- **PROBLEM DETAILS**
Select each line of the records that contains the word "stone", treating uppercase and lowercase letters as distinct.

Records for pointing to objects in photos
* * * * *
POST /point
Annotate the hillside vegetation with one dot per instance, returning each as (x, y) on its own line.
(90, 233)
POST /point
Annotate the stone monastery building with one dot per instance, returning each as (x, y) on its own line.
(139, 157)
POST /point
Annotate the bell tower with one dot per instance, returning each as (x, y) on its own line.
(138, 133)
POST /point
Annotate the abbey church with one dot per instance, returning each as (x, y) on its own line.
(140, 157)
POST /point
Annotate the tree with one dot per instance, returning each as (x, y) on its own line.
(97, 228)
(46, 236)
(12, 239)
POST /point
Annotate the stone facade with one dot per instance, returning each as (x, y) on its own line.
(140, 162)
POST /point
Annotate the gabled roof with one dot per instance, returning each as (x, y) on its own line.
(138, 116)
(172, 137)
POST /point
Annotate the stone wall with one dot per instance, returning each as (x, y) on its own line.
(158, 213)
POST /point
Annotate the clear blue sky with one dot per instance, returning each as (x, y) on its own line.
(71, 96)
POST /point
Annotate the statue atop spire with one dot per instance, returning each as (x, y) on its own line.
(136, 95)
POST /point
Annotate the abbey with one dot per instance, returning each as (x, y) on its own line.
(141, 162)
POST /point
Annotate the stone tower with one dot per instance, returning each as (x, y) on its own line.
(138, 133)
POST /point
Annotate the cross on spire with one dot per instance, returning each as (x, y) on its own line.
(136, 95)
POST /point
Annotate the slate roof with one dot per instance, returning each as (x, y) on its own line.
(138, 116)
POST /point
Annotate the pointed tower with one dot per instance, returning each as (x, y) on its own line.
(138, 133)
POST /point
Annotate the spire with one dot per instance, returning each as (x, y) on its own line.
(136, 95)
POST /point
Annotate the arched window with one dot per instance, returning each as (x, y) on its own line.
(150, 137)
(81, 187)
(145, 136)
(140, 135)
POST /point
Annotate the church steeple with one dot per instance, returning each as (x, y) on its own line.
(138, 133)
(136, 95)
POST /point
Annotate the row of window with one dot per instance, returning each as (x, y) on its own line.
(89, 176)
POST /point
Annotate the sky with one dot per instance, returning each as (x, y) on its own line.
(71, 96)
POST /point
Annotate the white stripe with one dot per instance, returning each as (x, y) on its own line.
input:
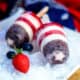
(26, 27)
(47, 29)
(32, 19)
(51, 38)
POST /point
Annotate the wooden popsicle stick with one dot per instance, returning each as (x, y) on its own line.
(43, 11)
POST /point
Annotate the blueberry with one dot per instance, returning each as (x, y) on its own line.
(10, 54)
(27, 47)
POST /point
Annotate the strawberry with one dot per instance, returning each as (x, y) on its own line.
(21, 63)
* * * * *
- **EXERCISE ANSWER**
Annotate the stone monastery building with one dot per instance, returning each as (x, y) on its own line.
Annotate the stone facade with one dot per instance, returning each as (x, y) on its own line.
Annotate the stone wall with one dot per instance, returning each as (x, y) on its own line.
Annotate the stone tower with one dot per instance, returning each as (x, y) on its own line.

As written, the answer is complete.